***** Data in this exercise *****

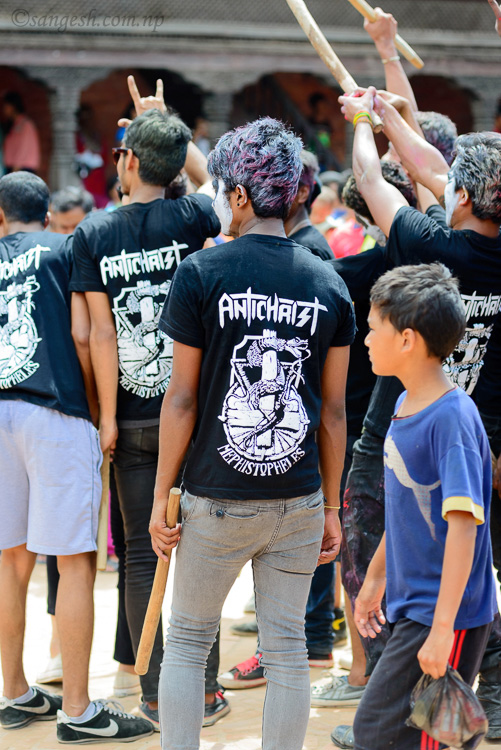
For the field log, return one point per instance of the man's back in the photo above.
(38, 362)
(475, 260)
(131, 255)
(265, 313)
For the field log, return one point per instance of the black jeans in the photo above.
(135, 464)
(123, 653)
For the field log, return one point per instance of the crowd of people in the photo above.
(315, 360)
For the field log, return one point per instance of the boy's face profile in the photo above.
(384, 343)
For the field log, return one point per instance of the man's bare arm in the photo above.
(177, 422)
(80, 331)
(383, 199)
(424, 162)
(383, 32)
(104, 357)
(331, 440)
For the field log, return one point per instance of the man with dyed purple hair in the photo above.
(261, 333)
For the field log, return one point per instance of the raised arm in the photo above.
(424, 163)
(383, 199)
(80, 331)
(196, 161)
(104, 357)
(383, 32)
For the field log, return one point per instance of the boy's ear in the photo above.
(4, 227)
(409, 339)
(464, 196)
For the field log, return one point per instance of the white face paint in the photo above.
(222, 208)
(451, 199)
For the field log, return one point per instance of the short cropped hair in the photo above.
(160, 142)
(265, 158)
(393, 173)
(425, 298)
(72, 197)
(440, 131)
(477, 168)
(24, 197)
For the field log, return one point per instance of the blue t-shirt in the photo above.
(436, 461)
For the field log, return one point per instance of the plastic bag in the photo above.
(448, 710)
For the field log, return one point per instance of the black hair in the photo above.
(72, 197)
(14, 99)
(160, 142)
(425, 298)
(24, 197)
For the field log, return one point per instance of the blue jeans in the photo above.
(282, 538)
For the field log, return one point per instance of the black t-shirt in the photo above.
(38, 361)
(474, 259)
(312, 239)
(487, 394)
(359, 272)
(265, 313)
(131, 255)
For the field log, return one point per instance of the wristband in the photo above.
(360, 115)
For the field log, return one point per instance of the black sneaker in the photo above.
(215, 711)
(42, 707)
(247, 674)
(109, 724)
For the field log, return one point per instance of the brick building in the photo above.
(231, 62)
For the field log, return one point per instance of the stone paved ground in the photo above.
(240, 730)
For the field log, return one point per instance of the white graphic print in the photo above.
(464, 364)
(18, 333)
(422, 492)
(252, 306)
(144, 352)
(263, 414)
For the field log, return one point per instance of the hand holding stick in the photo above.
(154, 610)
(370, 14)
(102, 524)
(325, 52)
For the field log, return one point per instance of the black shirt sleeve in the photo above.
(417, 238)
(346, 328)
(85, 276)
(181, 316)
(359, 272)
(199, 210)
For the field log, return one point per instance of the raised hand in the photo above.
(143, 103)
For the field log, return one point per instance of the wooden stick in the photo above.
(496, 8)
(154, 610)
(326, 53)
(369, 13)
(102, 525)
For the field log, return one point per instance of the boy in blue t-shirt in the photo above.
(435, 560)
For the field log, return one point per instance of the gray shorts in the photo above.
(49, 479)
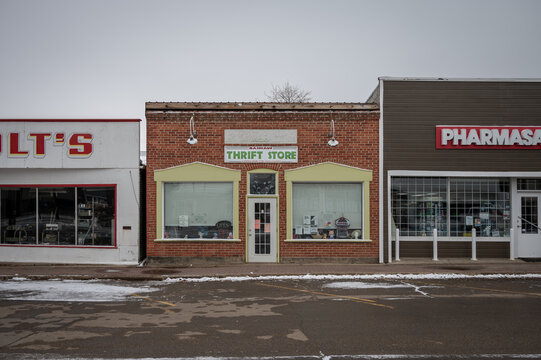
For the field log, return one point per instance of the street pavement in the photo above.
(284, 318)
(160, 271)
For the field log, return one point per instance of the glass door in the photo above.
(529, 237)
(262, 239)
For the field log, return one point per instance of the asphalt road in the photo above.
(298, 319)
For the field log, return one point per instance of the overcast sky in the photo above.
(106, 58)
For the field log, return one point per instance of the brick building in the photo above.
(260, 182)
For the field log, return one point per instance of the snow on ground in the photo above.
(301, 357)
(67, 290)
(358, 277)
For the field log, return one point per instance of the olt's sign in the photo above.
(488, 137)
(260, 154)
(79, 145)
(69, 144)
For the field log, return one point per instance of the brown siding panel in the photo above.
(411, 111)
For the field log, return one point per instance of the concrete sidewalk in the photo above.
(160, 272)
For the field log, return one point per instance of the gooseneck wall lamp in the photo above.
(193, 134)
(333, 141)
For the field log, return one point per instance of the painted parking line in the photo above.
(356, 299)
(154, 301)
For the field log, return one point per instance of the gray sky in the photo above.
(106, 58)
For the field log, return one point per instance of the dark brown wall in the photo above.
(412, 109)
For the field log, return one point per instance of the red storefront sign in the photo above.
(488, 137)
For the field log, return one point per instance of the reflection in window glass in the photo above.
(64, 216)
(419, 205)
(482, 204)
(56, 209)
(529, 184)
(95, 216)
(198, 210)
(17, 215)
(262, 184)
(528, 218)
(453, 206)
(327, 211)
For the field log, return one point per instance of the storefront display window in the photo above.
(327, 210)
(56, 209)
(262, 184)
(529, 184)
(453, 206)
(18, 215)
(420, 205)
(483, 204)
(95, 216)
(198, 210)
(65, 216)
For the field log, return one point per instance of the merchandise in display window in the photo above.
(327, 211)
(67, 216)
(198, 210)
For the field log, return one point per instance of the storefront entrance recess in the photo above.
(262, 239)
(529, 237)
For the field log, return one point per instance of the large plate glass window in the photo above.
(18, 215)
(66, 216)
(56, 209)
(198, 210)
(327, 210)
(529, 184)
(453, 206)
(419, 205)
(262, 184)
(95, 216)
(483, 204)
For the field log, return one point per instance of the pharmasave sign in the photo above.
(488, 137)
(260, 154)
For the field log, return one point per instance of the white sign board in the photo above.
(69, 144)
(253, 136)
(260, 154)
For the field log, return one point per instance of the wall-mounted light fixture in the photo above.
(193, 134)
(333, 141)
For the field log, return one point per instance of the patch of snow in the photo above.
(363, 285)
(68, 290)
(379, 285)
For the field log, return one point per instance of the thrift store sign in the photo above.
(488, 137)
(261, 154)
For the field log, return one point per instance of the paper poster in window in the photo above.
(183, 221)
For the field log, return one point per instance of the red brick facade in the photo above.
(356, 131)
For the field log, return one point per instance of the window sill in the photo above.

*****

* **Work to be completed**: Give back exactly the lines beginning at the one with "fixture in the photo above." and ending at the final line of the material; both boundary lines belong in it.

* **Written solution**:
For the field log, return one point per instance of the wall-mounted light fixture in the photo above.
(193, 134)
(333, 141)
For the field log, return one point per instance of the patch of snow in the photo above.
(363, 285)
(68, 290)
(379, 285)
For the field log, return one point per instance of the thrift store sign in the photo above.
(488, 137)
(261, 154)
For the field log, return one point per instance of the paper poster in window in the photo above.
(183, 221)
For the field log, return one point per instance of the red brick facade in the photo above.
(356, 131)
For the field log, return one point per instance of the window sill in the photo above.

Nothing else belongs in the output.